--- Data for analysis ---
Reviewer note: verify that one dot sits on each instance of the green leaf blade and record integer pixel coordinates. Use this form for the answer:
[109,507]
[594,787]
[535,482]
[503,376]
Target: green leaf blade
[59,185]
---
Problem to solve: Nothing may be left out: return each entry exactly as it reads.

Exercise solution:
Reviewer note: verify that one dot sits on each instance of the green leaf blade and record integer pixel coordinates. Use this form for the answer:
[109,507]
[594,787]
[535,482]
[503,376]
Target: green leaf blade
[59,185]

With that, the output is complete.